Copy out the lines of the material between the line holding "Question. Provide the position of each instance of the reddish" and the line holding "x=807 y=175", inclusive, with nothing changed.

Point annotations for photos:
########################################

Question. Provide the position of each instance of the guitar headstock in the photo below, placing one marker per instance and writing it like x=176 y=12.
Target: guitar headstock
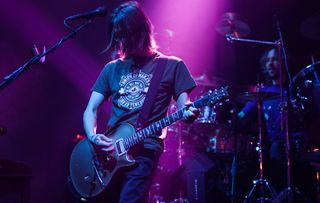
x=213 y=96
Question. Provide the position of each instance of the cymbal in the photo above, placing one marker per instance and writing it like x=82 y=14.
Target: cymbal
x=311 y=27
x=306 y=71
x=255 y=96
x=231 y=23
x=204 y=80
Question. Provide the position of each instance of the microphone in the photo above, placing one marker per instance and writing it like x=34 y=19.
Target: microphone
x=100 y=11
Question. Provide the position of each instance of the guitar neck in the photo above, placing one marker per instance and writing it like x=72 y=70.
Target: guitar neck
x=158 y=126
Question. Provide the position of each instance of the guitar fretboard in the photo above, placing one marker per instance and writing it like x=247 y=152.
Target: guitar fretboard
x=168 y=120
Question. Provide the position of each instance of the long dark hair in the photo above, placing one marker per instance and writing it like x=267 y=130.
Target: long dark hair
x=130 y=31
x=263 y=61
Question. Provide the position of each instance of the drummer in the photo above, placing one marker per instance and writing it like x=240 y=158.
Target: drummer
x=271 y=108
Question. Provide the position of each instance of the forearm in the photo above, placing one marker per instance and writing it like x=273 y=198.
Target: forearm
x=90 y=122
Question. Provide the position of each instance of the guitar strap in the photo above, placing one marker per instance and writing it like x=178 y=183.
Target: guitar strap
x=152 y=92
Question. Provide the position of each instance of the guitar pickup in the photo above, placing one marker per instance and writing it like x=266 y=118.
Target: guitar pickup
x=120 y=147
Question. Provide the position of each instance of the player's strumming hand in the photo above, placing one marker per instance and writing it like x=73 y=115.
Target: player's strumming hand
x=102 y=141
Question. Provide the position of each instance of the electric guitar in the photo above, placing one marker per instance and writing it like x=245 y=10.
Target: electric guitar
x=91 y=169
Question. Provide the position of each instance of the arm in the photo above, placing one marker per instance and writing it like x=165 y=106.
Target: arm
x=90 y=122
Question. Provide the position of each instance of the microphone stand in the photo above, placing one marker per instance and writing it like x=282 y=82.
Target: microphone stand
x=9 y=78
x=286 y=105
x=286 y=109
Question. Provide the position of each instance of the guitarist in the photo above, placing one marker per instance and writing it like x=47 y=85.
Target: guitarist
x=126 y=80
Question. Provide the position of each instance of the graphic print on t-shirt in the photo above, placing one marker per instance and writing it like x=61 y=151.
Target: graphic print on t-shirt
x=133 y=89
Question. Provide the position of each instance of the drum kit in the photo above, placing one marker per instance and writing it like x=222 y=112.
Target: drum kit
x=215 y=131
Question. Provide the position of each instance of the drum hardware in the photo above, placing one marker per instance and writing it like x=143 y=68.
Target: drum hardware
x=310 y=26
x=232 y=23
x=261 y=184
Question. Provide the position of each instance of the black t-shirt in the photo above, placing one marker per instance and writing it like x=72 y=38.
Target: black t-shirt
x=127 y=83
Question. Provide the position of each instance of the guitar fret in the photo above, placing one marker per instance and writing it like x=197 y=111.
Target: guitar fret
x=161 y=121
x=210 y=98
x=171 y=119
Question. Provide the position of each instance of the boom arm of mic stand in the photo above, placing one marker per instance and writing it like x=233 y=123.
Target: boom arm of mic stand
x=9 y=78
x=230 y=37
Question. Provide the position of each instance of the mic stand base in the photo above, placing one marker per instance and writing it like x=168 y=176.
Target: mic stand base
x=263 y=185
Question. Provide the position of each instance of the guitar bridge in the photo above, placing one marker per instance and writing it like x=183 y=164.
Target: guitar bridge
x=120 y=147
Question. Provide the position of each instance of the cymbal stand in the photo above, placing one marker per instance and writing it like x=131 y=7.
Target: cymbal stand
x=262 y=184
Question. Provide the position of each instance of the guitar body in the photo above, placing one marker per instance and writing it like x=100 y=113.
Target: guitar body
x=91 y=169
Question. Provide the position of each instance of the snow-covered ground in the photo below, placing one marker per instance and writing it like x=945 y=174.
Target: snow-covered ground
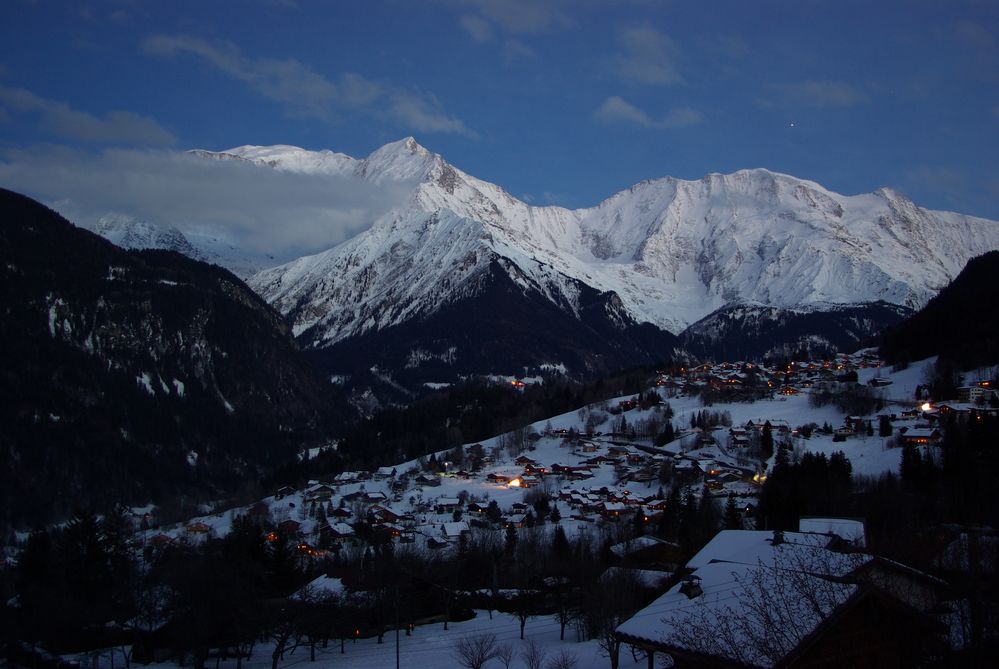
x=429 y=647
x=868 y=456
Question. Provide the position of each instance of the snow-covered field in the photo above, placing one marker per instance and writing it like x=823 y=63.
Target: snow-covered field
x=429 y=647
x=868 y=456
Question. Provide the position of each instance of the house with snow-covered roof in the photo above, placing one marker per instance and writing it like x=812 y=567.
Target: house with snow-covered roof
x=761 y=599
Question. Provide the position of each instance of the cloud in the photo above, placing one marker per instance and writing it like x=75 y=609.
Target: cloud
x=115 y=127
x=949 y=183
x=649 y=57
x=477 y=27
x=522 y=16
x=618 y=110
x=303 y=92
x=295 y=85
x=263 y=211
x=516 y=50
x=426 y=115
x=823 y=94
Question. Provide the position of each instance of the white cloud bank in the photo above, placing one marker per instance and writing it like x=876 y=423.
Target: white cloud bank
x=306 y=93
x=115 y=127
x=262 y=211
x=618 y=110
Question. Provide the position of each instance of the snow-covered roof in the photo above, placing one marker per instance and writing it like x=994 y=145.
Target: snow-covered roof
x=754 y=547
x=322 y=586
x=754 y=602
x=647 y=578
x=844 y=528
x=638 y=543
x=455 y=529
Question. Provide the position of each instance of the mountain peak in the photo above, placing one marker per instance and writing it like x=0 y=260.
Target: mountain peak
x=404 y=159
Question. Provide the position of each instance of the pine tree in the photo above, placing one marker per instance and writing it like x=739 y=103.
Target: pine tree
x=733 y=520
x=560 y=544
x=510 y=539
x=639 y=522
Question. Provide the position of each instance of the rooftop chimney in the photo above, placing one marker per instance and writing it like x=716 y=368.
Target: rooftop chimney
x=691 y=587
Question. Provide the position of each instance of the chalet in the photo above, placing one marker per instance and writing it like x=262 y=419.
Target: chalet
x=161 y=541
x=319 y=493
x=841 y=433
x=356 y=496
x=340 y=532
x=448 y=504
x=613 y=510
x=978 y=392
x=340 y=513
x=646 y=551
x=289 y=528
x=832 y=608
x=567 y=470
x=383 y=514
x=517 y=520
x=427 y=480
x=197 y=528
x=858 y=424
x=919 y=436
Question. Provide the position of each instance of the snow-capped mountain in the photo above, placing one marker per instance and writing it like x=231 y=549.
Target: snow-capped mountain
x=671 y=251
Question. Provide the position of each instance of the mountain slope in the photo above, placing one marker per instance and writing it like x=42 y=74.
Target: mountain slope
x=131 y=376
x=960 y=324
x=672 y=252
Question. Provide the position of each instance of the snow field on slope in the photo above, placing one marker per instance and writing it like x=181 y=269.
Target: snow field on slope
x=431 y=647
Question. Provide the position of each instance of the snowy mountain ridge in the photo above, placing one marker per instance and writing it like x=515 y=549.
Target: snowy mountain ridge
x=673 y=251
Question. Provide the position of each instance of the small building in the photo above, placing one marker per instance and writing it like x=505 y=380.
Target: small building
x=919 y=436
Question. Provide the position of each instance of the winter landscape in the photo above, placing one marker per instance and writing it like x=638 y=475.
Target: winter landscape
x=523 y=334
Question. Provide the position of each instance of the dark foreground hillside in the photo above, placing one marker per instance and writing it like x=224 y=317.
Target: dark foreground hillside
x=128 y=377
x=960 y=324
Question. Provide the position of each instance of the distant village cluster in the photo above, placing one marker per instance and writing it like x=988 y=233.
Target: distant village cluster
x=588 y=476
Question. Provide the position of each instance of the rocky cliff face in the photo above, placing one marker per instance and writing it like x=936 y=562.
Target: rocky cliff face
x=672 y=253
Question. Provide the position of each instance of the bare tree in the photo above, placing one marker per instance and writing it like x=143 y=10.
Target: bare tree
x=534 y=655
x=564 y=660
x=473 y=652
x=771 y=609
x=505 y=654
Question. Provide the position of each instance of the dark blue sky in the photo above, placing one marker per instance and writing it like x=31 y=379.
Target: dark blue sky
x=558 y=102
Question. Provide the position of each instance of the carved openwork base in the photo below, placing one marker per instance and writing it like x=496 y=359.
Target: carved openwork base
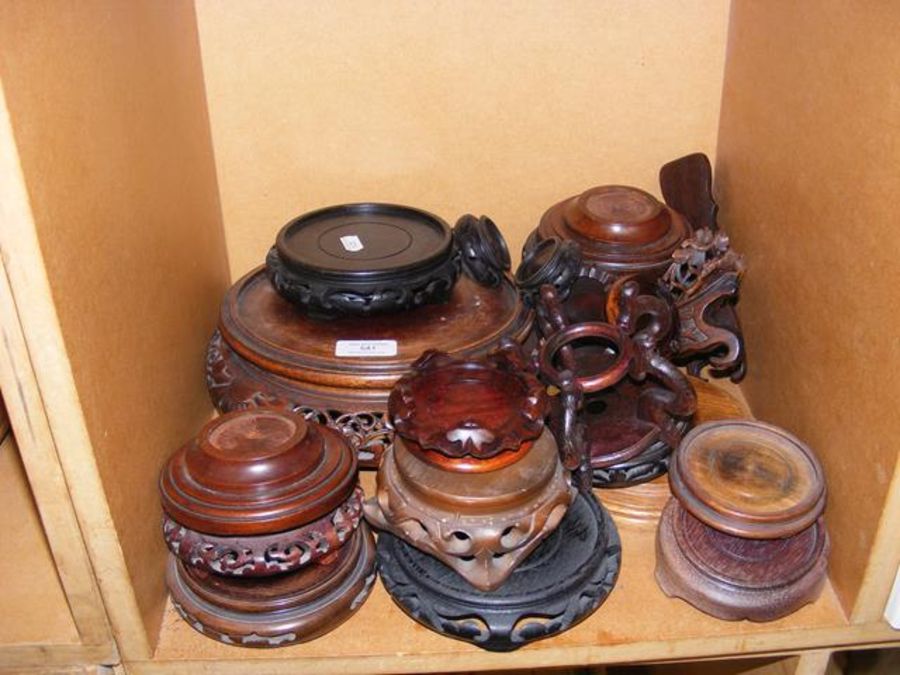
x=276 y=611
x=265 y=555
x=734 y=578
x=651 y=463
x=563 y=581
x=235 y=384
x=480 y=525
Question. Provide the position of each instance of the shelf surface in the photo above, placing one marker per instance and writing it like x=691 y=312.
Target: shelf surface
x=33 y=608
x=637 y=622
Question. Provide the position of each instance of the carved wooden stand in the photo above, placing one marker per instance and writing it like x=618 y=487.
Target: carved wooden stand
x=269 y=353
x=562 y=582
x=634 y=404
x=276 y=611
x=475 y=547
x=263 y=521
x=474 y=478
x=743 y=537
x=674 y=248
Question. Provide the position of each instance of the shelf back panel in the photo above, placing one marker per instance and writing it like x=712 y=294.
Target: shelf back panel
x=808 y=156
x=454 y=106
x=109 y=117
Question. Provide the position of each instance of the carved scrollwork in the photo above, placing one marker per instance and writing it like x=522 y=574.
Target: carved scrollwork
x=369 y=433
x=482 y=248
x=329 y=298
x=235 y=385
x=704 y=278
x=549 y=261
x=457 y=430
x=483 y=547
x=253 y=556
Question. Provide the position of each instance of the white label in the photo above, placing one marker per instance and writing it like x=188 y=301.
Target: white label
x=351 y=242
x=365 y=348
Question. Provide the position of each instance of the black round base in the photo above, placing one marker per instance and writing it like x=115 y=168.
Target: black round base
x=563 y=581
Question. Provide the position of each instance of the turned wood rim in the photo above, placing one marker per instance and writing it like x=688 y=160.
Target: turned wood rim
x=236 y=505
x=347 y=374
x=591 y=329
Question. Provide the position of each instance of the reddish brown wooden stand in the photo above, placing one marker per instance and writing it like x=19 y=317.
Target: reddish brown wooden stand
x=743 y=537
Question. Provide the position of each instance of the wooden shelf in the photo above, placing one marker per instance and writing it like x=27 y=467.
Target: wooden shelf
x=33 y=607
x=638 y=622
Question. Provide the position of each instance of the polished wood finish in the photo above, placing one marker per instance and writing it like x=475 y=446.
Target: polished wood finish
x=736 y=578
x=705 y=274
x=743 y=536
x=269 y=353
x=276 y=612
x=748 y=478
x=641 y=505
x=265 y=554
x=480 y=524
x=482 y=248
x=622 y=232
x=362 y=259
x=468 y=408
x=257 y=472
x=686 y=185
x=562 y=582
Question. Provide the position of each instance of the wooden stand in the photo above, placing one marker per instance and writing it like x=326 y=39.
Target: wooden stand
x=562 y=582
x=277 y=611
x=263 y=521
x=743 y=537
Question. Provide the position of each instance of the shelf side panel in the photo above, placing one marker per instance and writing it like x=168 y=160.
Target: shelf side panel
x=108 y=111
x=807 y=175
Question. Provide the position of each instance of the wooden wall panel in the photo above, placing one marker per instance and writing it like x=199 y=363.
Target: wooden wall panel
x=109 y=116
x=498 y=107
x=808 y=157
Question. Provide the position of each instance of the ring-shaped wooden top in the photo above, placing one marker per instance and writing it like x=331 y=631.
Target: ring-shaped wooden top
x=590 y=329
x=748 y=479
x=259 y=471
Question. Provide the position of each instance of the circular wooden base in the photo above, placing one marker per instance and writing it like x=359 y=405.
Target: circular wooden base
x=639 y=505
x=563 y=581
x=736 y=578
x=276 y=611
x=267 y=554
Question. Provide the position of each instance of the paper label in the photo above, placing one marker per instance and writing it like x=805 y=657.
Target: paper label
x=365 y=348
x=351 y=242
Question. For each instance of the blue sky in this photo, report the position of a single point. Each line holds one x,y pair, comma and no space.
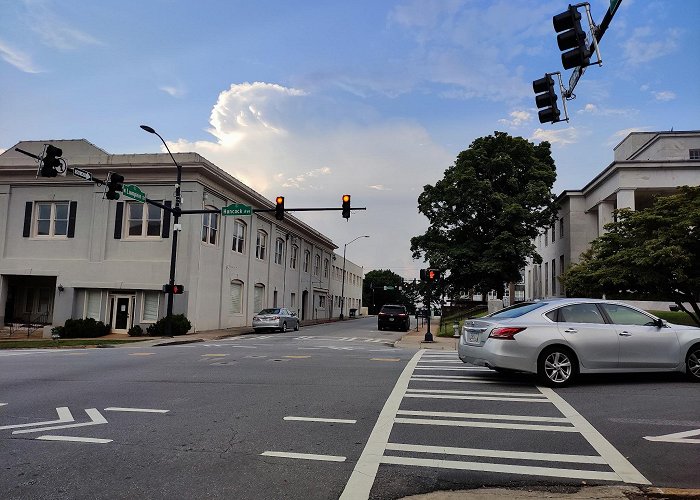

########################################

Right answer ->
Question. Provide the position of each instance of the reddish brown wooden stand in the photo above, placing one marker per instance and writing it like x=19 y=317.
Target: reddish brown wooden stand
x=743 y=537
Question. Provide the position of each instance of the wooden shelf in the photo above, placing one marker per instance and writing it like x=27 y=467.
Target: wooden shelf
x=33 y=607
x=638 y=622
Question. Provide the position of each instance of the polished wood finish in the photo above, placing one marker per instance and writing it like x=475 y=446.
Target: polished wood finish
x=736 y=578
x=705 y=274
x=743 y=536
x=269 y=353
x=276 y=612
x=748 y=478
x=641 y=505
x=265 y=554
x=480 y=524
x=482 y=248
x=622 y=232
x=362 y=259
x=468 y=408
x=257 y=472
x=686 y=185
x=562 y=582
Question. Provide the position of each instance of the wooden stand in the photo above, placing one marker per instance and writing it like x=326 y=39.
Target: wooden stand
x=562 y=582
x=277 y=611
x=263 y=521
x=743 y=537
Question. Provide the position of each instance of the shelf side panel in the photo above, placing one marker per instance and writing it like x=168 y=160.
Target: shelf side panel
x=108 y=111
x=807 y=175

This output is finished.